→ Set exercise: Please pull out the lines from the start of the items through the line containing "point(432, 253)", including that line, and reproduce them verbatim.

-------- Records --------

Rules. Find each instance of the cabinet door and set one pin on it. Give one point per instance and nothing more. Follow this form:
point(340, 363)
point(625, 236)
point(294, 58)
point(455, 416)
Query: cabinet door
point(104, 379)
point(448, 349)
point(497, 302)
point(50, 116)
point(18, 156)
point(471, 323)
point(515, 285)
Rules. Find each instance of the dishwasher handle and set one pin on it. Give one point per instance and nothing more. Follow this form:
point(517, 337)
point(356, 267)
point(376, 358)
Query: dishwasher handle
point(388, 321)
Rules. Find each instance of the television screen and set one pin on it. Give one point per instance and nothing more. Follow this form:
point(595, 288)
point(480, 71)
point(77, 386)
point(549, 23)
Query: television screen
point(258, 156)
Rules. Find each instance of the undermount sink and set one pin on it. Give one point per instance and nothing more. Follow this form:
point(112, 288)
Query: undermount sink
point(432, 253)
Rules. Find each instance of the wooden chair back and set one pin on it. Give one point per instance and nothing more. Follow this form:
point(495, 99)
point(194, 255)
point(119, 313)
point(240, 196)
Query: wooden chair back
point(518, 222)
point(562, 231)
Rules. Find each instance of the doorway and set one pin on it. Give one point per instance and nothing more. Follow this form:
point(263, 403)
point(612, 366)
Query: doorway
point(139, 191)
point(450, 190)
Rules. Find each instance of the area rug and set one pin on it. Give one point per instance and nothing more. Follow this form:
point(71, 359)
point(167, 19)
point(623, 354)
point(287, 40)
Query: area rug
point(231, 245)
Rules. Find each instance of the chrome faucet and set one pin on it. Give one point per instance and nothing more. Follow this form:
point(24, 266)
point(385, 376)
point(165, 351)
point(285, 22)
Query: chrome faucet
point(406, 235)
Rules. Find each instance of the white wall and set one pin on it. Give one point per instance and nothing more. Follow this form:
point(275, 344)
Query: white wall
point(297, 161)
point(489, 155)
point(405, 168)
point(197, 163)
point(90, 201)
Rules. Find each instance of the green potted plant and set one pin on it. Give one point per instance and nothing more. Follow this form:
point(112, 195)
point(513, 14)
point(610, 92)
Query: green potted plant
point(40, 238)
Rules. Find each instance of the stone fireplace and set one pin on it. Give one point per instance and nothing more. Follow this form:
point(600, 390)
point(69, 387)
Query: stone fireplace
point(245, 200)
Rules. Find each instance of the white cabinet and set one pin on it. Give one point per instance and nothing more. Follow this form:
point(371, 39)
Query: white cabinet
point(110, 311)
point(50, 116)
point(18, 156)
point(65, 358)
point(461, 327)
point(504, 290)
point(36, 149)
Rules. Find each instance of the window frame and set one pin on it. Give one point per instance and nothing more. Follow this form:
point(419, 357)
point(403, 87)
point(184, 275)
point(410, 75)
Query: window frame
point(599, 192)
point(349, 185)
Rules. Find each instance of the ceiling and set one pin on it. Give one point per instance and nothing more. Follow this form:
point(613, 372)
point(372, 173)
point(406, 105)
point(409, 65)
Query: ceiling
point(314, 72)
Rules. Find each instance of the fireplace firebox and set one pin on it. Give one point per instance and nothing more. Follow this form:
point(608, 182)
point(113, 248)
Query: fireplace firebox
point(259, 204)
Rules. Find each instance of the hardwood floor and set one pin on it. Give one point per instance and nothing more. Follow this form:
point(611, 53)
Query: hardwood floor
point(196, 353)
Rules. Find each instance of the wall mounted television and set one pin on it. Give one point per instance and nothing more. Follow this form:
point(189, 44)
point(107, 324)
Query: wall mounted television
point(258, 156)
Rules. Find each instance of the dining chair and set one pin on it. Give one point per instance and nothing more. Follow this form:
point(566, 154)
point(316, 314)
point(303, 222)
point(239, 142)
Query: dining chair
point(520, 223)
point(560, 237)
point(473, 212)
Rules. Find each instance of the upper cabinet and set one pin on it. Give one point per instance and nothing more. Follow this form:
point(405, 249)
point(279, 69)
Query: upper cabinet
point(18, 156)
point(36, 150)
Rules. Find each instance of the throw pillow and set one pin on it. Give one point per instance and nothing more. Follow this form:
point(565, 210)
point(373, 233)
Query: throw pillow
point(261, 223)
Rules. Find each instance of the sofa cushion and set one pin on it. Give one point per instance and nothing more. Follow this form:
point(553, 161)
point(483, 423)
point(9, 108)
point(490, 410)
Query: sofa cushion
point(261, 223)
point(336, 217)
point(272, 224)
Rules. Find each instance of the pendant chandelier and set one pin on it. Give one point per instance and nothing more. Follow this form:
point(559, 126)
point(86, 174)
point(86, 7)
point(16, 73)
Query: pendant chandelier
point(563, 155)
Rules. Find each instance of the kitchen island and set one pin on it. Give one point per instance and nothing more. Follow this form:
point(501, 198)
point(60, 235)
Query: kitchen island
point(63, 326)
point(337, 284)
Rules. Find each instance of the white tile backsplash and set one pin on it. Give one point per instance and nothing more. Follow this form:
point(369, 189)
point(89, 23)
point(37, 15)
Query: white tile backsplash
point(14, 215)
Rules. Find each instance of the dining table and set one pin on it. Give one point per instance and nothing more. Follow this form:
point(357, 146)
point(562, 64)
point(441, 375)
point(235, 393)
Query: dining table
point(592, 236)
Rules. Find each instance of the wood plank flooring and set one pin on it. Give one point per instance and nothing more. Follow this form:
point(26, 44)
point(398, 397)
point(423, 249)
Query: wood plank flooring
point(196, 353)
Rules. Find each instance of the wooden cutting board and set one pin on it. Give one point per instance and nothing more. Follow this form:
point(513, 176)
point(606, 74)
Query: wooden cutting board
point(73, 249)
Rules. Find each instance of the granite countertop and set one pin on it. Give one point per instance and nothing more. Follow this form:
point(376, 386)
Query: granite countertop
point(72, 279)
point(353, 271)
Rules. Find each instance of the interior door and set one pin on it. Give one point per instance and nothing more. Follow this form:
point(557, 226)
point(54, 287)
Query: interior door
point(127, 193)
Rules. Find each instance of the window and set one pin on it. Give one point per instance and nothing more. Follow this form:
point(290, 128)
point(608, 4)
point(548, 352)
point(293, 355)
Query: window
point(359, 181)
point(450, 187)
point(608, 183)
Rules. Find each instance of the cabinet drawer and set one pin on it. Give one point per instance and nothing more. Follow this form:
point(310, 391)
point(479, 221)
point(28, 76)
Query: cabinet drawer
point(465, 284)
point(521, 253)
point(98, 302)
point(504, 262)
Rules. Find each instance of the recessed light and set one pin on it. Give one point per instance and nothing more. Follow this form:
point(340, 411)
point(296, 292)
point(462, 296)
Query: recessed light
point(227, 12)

--------

→ Result of this exercise:
Rules. Find each instance of the cabinet door and set one pin on it. Give one point per instance and nothing more. Follow this form:
point(340, 363)
point(625, 236)
point(294, 58)
point(455, 416)
Query: cabinet door
point(104, 379)
point(448, 349)
point(497, 302)
point(50, 116)
point(18, 156)
point(471, 323)
point(515, 285)
Rules. Find each instance of the dishwasher handle and set one pin on it. Give one point per instance and nothing more. Follow this form:
point(517, 337)
point(356, 267)
point(376, 358)
Query: dishwasher handle
point(388, 321)
Rules. Find each instance of the television screen and set one pin on it. Give one point per instance and nothing more. Follow this form:
point(595, 288)
point(480, 71)
point(77, 386)
point(549, 23)
Query: television screen
point(258, 156)
Rules. Find each instance of the undermount sink and set one pin on it. Give one point per instance and nothing more. Follow this form:
point(112, 288)
Query: undermount sink
point(432, 253)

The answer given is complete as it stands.